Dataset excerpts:
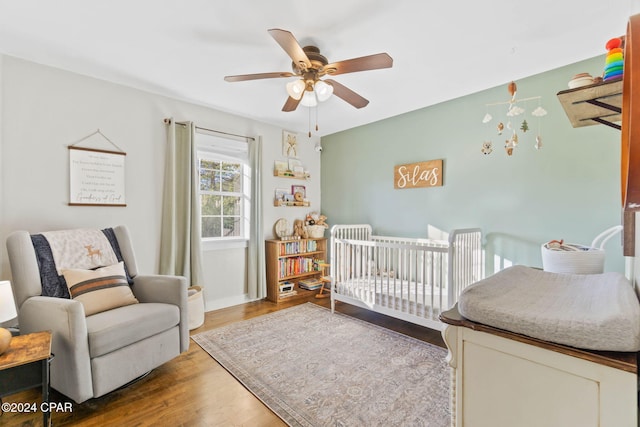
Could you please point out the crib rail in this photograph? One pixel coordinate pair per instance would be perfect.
(408, 278)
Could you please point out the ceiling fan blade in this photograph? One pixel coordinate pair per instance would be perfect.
(347, 94)
(288, 42)
(291, 104)
(243, 77)
(364, 63)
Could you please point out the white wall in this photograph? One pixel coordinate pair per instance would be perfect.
(43, 110)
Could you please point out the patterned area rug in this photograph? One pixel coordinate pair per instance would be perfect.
(314, 368)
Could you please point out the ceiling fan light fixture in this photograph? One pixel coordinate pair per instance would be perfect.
(295, 89)
(323, 90)
(309, 99)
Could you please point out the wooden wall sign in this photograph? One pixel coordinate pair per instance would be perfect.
(96, 177)
(417, 175)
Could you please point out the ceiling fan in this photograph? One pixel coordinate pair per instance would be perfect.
(309, 66)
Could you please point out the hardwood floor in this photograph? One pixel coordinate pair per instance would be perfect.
(193, 389)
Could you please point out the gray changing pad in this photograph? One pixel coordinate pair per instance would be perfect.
(595, 311)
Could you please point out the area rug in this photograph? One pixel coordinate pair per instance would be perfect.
(315, 368)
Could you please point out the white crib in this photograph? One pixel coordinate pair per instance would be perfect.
(407, 278)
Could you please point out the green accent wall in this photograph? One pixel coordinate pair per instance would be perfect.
(570, 189)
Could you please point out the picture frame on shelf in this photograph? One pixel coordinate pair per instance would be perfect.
(280, 166)
(299, 189)
(296, 167)
(282, 195)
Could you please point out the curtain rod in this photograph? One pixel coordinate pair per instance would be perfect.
(168, 120)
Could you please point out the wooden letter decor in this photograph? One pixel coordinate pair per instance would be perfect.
(416, 175)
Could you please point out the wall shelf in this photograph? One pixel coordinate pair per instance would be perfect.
(599, 103)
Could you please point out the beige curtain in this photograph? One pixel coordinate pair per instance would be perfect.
(180, 247)
(256, 275)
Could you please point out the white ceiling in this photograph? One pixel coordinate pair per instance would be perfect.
(183, 49)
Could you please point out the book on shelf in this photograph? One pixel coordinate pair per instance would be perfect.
(287, 294)
(310, 284)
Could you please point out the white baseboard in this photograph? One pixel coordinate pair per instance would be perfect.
(219, 303)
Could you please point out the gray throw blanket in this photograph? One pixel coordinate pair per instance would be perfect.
(54, 285)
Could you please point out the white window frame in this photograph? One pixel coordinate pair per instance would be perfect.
(216, 148)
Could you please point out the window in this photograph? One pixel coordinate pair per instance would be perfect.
(224, 188)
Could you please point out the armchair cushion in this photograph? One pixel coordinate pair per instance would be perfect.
(53, 284)
(120, 327)
(100, 289)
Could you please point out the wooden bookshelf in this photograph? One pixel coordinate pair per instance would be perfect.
(292, 261)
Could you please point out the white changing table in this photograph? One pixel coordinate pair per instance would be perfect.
(503, 379)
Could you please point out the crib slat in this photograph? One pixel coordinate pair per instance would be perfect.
(413, 279)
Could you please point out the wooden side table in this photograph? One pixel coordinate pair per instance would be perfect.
(25, 365)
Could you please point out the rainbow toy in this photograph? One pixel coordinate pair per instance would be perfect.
(614, 61)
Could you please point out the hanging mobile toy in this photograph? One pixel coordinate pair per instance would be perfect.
(538, 142)
(513, 88)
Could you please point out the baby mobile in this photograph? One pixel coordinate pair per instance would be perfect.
(514, 114)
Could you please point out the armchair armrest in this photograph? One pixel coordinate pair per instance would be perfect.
(66, 320)
(165, 289)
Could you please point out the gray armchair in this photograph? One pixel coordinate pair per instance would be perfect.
(99, 353)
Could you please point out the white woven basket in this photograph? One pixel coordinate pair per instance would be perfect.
(583, 260)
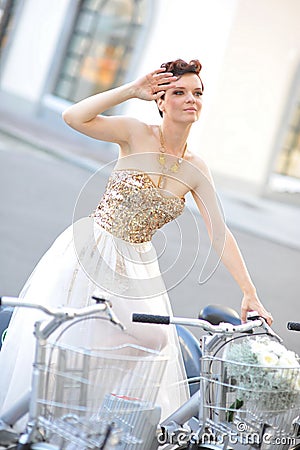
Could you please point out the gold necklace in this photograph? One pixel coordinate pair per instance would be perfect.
(174, 168)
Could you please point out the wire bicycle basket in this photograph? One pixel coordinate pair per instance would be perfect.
(247, 397)
(90, 395)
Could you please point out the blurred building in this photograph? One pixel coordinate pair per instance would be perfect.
(59, 51)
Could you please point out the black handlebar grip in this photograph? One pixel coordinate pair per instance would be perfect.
(149, 318)
(294, 326)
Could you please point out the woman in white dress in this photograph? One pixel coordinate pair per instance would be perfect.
(110, 253)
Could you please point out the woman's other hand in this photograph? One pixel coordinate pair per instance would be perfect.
(153, 85)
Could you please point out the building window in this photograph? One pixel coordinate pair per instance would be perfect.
(99, 51)
(288, 161)
(7, 10)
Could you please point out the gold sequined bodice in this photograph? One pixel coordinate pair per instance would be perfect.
(132, 208)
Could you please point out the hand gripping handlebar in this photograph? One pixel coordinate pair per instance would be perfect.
(294, 326)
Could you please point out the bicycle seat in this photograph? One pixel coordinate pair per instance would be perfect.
(216, 314)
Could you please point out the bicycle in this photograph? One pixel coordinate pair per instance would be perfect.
(226, 412)
(99, 398)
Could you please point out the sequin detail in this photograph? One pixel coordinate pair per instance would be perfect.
(133, 208)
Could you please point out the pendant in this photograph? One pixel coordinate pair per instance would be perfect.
(162, 160)
(161, 182)
(174, 168)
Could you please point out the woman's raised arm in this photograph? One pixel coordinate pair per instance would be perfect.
(86, 115)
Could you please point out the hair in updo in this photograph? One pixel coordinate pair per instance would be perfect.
(180, 67)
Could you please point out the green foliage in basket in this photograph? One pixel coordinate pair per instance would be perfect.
(264, 372)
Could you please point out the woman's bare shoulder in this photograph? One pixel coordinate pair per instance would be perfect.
(197, 166)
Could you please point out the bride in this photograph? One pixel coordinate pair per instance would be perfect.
(110, 253)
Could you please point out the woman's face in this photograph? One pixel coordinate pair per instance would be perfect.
(183, 102)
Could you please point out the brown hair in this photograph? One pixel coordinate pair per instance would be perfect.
(180, 67)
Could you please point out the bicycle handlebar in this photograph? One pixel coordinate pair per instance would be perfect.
(294, 326)
(203, 324)
(61, 312)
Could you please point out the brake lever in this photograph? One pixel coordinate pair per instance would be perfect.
(254, 316)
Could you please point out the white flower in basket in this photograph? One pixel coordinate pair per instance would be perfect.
(264, 373)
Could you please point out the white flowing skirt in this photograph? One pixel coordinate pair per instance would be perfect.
(86, 260)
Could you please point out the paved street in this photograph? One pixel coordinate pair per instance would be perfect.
(39, 192)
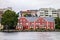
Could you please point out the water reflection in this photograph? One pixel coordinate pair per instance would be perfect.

*WORK TO COMPLETE*.
Leaving the pictures aside, copy exactly and only the lines from the one holding "Could you please point out the paved" through the final line of the data, both ends kept.

*REPLY TO THE EXERCISE*.
Could you please point out the paved street in this photograph? One pixel coordinate pair per instance would be perfect.
(39, 192)
Could you please point out the water reflection in this photograph? One pixel coordinate pair per instance would be perfect.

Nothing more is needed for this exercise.